■ El problema
Vuelca todos los datos de abajo en un CSV de dos columnas, «enunciado» y «respuesta», con una fila por cada texto y su respuesta. Pon cada campo entre comillas dobles y cambia los saltos de línea por espacios.

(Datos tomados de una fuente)
◇ ◇ ◇
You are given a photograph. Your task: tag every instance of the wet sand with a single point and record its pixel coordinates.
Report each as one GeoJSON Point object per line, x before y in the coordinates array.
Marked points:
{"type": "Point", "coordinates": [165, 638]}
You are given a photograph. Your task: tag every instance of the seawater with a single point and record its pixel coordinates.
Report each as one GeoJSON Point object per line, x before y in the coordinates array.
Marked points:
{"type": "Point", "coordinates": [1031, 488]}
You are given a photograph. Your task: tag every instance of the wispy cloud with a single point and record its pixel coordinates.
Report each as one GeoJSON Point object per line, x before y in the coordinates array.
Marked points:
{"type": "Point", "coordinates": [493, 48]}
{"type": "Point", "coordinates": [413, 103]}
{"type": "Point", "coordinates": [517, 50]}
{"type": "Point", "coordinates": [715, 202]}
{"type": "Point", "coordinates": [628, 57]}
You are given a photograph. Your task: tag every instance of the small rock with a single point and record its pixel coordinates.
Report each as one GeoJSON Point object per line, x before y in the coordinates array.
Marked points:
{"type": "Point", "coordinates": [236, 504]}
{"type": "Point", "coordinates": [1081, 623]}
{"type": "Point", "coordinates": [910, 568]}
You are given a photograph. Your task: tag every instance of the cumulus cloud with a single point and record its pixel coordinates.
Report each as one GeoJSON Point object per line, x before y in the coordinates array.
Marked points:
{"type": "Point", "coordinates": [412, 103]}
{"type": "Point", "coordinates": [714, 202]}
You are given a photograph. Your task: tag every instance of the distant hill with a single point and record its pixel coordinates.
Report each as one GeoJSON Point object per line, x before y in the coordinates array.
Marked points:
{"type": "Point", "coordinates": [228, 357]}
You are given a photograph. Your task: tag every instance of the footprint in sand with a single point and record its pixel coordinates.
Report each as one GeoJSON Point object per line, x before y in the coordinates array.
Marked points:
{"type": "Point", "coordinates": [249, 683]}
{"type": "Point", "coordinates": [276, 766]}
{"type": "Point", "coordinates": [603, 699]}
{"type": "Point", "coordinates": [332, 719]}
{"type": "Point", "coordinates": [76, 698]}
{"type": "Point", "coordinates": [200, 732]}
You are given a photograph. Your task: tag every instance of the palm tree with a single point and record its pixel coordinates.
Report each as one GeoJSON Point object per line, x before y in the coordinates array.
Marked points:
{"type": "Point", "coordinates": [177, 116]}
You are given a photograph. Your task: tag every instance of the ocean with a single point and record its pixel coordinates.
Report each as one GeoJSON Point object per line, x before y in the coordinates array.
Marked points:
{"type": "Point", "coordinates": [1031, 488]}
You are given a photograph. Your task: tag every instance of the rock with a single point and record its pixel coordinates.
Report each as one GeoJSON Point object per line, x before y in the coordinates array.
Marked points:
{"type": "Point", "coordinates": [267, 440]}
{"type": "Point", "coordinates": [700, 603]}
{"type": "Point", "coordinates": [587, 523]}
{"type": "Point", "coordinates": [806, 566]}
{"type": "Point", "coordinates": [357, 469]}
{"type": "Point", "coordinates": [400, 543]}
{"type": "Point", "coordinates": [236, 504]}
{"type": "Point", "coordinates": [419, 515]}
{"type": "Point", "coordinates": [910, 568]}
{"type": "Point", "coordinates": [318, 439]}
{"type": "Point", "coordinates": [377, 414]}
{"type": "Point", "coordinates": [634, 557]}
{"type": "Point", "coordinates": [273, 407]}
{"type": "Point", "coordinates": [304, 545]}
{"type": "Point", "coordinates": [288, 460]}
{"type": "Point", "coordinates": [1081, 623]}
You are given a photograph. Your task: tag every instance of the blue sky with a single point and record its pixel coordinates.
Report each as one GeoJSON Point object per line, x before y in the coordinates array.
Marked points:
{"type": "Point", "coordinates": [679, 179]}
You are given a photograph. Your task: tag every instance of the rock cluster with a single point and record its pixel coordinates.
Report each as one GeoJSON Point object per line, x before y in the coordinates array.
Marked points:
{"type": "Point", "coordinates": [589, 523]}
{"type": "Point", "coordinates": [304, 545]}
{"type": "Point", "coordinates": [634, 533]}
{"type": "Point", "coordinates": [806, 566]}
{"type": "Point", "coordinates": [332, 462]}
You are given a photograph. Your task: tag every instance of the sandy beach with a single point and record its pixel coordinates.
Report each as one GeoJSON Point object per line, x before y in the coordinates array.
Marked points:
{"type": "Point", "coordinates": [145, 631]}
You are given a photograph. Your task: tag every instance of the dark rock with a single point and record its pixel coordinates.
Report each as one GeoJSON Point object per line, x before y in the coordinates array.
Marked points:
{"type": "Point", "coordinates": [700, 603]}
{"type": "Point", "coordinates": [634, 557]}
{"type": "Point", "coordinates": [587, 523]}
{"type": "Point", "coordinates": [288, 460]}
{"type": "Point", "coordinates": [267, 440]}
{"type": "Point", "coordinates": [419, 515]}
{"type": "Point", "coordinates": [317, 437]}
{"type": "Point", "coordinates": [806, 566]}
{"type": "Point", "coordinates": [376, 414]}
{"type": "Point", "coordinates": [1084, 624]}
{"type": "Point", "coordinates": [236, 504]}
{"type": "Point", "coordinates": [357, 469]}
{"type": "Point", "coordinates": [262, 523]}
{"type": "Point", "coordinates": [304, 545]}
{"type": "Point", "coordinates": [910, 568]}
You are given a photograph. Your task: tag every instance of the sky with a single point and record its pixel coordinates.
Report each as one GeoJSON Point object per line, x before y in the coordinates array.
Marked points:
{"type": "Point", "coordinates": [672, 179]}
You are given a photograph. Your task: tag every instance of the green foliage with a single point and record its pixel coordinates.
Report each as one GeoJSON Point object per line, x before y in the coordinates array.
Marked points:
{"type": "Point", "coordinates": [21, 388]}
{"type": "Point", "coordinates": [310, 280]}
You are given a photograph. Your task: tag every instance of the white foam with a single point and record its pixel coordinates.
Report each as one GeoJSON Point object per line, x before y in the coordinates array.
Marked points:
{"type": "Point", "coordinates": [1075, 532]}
◇ ◇ ◇
■ Respuesta
enunciado,respuesta
"You are given a photograph. Your task: tag every instance of the wet sand with a single point and record its pixel coordinates. Report each as one GeoJSON Point object per line, x before y in the coordinates array. Marked points:","{""type"": ""Point"", ""coordinates"": [165, 638]}"
"You are given a photograph. Your task: tag every instance of the seawater with a single point and record its pixel coordinates. Report each as one GeoJSON Point object per line, x before y in the coordinates array. Marked points:","{""type"": ""Point"", ""coordinates"": [1031, 488]}"
"You are given a photograph. Your task: tag every instance of the wispy cloud with a single point and record its pixel coordinates. Report each as one GeoJSON Point object per line, x before y in the coordinates array. Marked points:","{""type"": ""Point"", ""coordinates"": [493, 48]} {""type"": ""Point"", ""coordinates"": [413, 103]} {""type"": ""Point"", ""coordinates"": [517, 50]} {""type"": ""Point"", ""coordinates"": [715, 202]} {""type"": ""Point"", ""coordinates"": [628, 57]}"
"You are given a photograph. Your task: tag every instance of the small rock with a single point and record its pixel coordinates. Report each as one GeoJSON Point object per line, x before y in the coordinates array. Marked points:","{""type"": ""Point"", ""coordinates"": [236, 504]} {""type"": ""Point"", ""coordinates"": [1081, 623]} {""type"": ""Point"", ""coordinates"": [910, 568]}"
"You are given a photograph. Your task: tag every instance of the cumulus cloud with a single point and record its pixel coordinates. Report each as one GeoJSON Point object per line, x before y in the coordinates array. Marked points:","{""type"": ""Point"", ""coordinates"": [412, 103]} {""type"": ""Point"", ""coordinates"": [714, 202]}"
"You are given a photograph. Your task: tag every instance of the distant hill with a single point and record its pixel coordinates. Report each as one GeoJSON Point object per line, x before y in the coordinates array. Marked points:","{""type"": ""Point"", ""coordinates"": [228, 357]}"
"You are given a photograph. Your task: tag every instance of the footprint in sand with a single point and record its pixel coordinates. Report each as one GeoJSON Point object per line, x before y in the coordinates array. Marked points:","{""type"": ""Point"", ""coordinates"": [249, 683]} {""type"": ""Point"", ""coordinates"": [276, 766]} {""type"": ""Point"", ""coordinates"": [603, 699]} {""type"": ""Point"", ""coordinates"": [332, 719]} {""type"": ""Point"", ""coordinates"": [76, 698]} {""type"": ""Point"", ""coordinates"": [200, 732]}"
"You are given a photograph. Your task: tag every instance of the palm tree with a single point and record its pixel coordinates. Report each as one GeoJSON Point object per line, x before y in the coordinates array. Marked points:","{""type"": ""Point"", ""coordinates"": [177, 116]}"
"You are given a photograph. Your task: tag every instance of the ocean with a single point and record its pixel coordinates. Report each as one GeoJSON Point object per line, x before y in the coordinates array. Marked points:","{""type"": ""Point"", ""coordinates"": [1031, 488]}"
"You are given a photograph. Your task: tag every instance of the rock with a single point and record its pixel coordinates. Report each as one GeoJSON Point object per line, x before y in the coordinates array. Marked points:","{""type"": ""Point"", ""coordinates"": [267, 440]} {""type"": ""Point"", ""coordinates"": [700, 603]} {""type"": ""Point"", ""coordinates"": [587, 523]} {""type"": ""Point"", ""coordinates"": [806, 566]} {""type"": ""Point"", ""coordinates"": [357, 469]} {""type"": ""Point"", ""coordinates"": [400, 543]} {""type"": ""Point"", ""coordinates"": [236, 504]} {""type"": ""Point"", ""coordinates"": [419, 515]} {""type"": ""Point"", ""coordinates"": [910, 568]} {""type"": ""Point"", ""coordinates"": [318, 439]} {""type"": ""Point"", ""coordinates"": [377, 414]} {""type"": ""Point"", ""coordinates"": [634, 557]} {""type"": ""Point"", ""coordinates"": [273, 407]} {""type"": ""Point"", ""coordinates"": [304, 545]} {""type"": ""Point"", ""coordinates"": [288, 460]} {""type"": ""Point"", ""coordinates"": [1081, 623]}"
"You are given a photograph. Your task: tag every instance of the blue sky with a single point and record its pixel coordinates. Report each as one GeoJSON Point object per line, x before y in the coordinates array. Marked points:","{""type"": ""Point"", ""coordinates"": [679, 179]}"
"You are given a photograph. Your task: tag every instance of the rock cluster with a single point and record its pixel coordinates. Report each as one GeoJSON Point object per line, x before y in the coordinates array. Marked points:","{""type"": ""Point"", ""coordinates"": [589, 523]} {""type"": ""Point"", ""coordinates"": [304, 545]} {""type"": ""Point"", ""coordinates"": [634, 533]} {""type"": ""Point"", ""coordinates"": [806, 566]} {""type"": ""Point"", ""coordinates"": [332, 462]}"
"You are given a photograph. Your task: tag every instance of the sandy beach with a single point and record its pixel coordinates. Report each as one GeoJSON Point object per line, x before y in the coordinates array. Marked points:","{""type"": ""Point"", ""coordinates"": [145, 631]}"
"You are given a photograph. Your task: tag every instance of the dark rock with a single point and record its pixel coordinates. Report each as one GeoJSON Point object per line, x before y in the coordinates array. Marked points:","{""type"": ""Point"", ""coordinates"": [700, 603]} {""type"": ""Point"", ""coordinates"": [634, 557]} {""type"": ""Point"", ""coordinates"": [587, 523]} {""type"": ""Point"", ""coordinates"": [288, 460]} {""type"": ""Point"", ""coordinates"": [267, 440]} {""type"": ""Point"", ""coordinates"": [419, 515]} {""type"": ""Point"", ""coordinates"": [317, 437]} {""type"": ""Point"", ""coordinates"": [806, 566]} {""type"": ""Point"", ""coordinates"": [376, 414]} {""type"": ""Point"", ""coordinates"": [1084, 624]} {""type"": ""Point"", ""coordinates"": [236, 504]} {""type"": ""Point"", ""coordinates"": [357, 469]} {""type"": ""Point"", ""coordinates"": [262, 523]} {""type"": ""Point"", ""coordinates"": [304, 545]} {""type"": ""Point"", ""coordinates"": [910, 568]}"
"You are given a photograph. Your task: tag every instance of the sky with a single point and record its pixel coordinates. Report each as one GeoJSON Point object per line, x before y in the coordinates array. Marked points:","{""type"": ""Point"", ""coordinates"": [672, 179]}"
"You are given a photograph. Your task: tag every instance of the green foliage with a single point and record its pixel coordinates. Report each as one GeoJSON Point object per line, x before y in the coordinates array. Marked points:","{""type"": ""Point"", ""coordinates"": [21, 388]} {""type"": ""Point"", ""coordinates"": [310, 280]}"
"You are given a photograph. Your task: tag every instance of the white foam with a single point and record its pixel coordinates. Report each as one GeoJSON Point object per line, x before y in the coordinates array. Marked points:","{""type"": ""Point"", ""coordinates"": [1075, 532]}"